Referring expression data:

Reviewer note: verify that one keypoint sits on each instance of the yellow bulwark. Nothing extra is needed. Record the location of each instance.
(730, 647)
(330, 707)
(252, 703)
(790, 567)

TASK OBJECTIVE:
Return every record above exactly as it appears.

SOLUTION TO THE EXERCISE:
Reviewer note: verify that one keypoint sits on each instance of the yellow bulwark. Nothing extra is needed. Record the location of each instance.
(730, 647)
(330, 707)
(252, 703)
(790, 567)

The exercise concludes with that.